#### [Selected text]
□ □ □ □
Alongside his U.N.-supported international profile, a penchant for ultra-leftist viewpoints and heavy slams at the U.S. political establishment are nothing new for Sachs.

He has taken President Barack Obama to task for similar alleged capitulations to capitalism, although without the buzz-saw edge he has honed against the Clintons.

Sachs’ acid criticisms of the U.S. and its economic and military-diplomatic dominance are  standard fare among developing nations at the U.N. where Sachs has long held sway as an institutional  proponent of global taxes and steep increases in development aid from rich nations.

In fact, radical postures have been par for the course for years with Sachs, who, in October 2011, joined the tent-city demonstrators of Occupy Wall Street to denounce capitalism and, among other things, Fox News.

In 2012, Sachs put himself forward without much visible support as a populist candidate for World Bank president, promising to lead the institution “into a new era of problem-solving.”

The Obama administration had other notions, which involved supporting another unorthodox candidate, the current incumbent Jim Yong Kim, a physician and anthropologist, for the job.

Sachs’ critical eruptions seem to have increased after that.

The big question the U.N. may have to answer is whether his partisan positions are in violation of their own rules about how U.N. officials are supposed to behave.

According to Regulation 1.2 (f) of the most updated version of the U.N.’s staff rules and regulations -- very, very close to the top of the list -- is the stricture that international civil servants “shall not engage in any activity that is incompatible with the proper discharge of their duties with the United Nations.”

The rule goes on to warn that “they shall avoid any action, and, in particular, any kind of public pronouncement that may adversely reflect on their status, or on the integrity, independence and impartiality that are required by that status.”

Sub-section (h) of the same regulation says that U.N. officials “shall ensure that their participation in any political activity is consistent with, and does not reflect adversely upon, the independence and impartiality required by their status as international civil servants.”

Even higher up in the regulations comes an oath that U.N. officials are supposed to adhere to, which includes a vow to “regulate my conduct with the interests of the United Nations only in view.”

It’s hard to see how deeply personalized attacks on someone who may well become the next President of the United States -- an office that has the determining hand, among many other things, in deciding what money and support the U.N. will get from its most important member -- measure up to any of those responsibilities.
□ □ □ □
#### [Aim A]
Extract every line of the entries that contains the string "metal", matching case exactly.
The text above has no connection to the entries that come next.

#### [A data block]
□ □ □ □
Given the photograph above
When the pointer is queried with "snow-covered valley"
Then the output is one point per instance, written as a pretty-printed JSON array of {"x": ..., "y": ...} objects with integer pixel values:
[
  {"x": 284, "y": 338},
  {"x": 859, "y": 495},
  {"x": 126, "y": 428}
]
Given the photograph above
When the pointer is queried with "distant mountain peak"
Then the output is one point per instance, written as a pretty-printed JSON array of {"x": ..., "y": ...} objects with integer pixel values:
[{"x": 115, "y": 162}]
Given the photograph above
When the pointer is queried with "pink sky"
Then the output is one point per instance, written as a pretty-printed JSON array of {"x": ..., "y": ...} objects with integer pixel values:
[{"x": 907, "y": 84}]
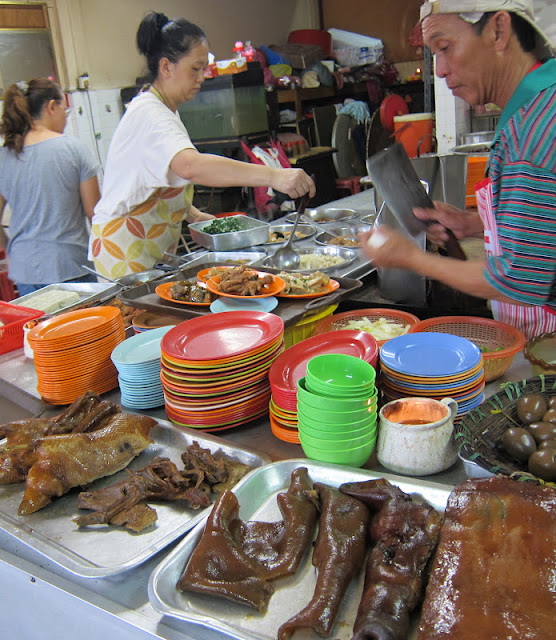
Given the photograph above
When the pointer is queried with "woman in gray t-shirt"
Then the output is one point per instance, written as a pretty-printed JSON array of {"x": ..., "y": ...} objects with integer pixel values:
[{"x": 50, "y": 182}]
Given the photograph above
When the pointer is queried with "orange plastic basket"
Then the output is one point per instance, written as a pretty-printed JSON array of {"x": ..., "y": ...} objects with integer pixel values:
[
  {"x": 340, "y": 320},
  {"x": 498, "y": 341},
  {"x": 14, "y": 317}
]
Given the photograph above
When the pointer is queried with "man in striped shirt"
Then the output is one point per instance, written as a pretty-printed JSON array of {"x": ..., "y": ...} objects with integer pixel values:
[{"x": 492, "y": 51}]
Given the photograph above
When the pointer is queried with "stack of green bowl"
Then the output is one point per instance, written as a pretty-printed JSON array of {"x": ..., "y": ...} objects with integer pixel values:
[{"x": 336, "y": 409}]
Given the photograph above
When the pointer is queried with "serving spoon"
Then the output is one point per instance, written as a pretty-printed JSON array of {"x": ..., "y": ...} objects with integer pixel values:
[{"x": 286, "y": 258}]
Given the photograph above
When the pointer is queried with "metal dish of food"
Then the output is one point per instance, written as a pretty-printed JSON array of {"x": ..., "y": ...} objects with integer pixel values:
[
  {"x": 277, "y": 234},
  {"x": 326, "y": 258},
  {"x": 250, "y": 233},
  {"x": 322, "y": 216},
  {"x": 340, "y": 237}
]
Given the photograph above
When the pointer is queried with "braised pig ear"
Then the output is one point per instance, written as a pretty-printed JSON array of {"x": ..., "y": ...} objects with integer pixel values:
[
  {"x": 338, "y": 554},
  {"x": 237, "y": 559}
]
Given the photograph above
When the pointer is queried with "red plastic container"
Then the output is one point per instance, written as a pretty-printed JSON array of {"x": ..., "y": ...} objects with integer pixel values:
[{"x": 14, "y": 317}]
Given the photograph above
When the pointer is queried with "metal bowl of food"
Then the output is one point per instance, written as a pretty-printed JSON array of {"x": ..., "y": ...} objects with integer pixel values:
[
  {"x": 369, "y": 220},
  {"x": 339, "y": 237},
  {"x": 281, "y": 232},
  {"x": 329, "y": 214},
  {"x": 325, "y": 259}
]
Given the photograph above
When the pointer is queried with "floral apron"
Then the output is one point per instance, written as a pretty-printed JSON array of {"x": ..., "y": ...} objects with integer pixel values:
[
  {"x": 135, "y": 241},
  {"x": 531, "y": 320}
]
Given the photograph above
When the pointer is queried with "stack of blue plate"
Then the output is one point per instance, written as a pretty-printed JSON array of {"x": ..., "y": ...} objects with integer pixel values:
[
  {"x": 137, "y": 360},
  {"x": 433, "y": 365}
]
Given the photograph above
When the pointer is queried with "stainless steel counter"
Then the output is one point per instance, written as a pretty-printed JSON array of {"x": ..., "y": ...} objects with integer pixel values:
□ □ □ □
#### [Aim B]
In the text about Sachs, which candidate for World Bank president did the Obama administration support?

#### [Exercise response A]
When the pointer is queried with "metal dish of food"
When the pointer is queried with "metal bowl of food"

#### [Exercise response B]
Jim Yong Kim, a physician and anthropologist, who is the current incumbent.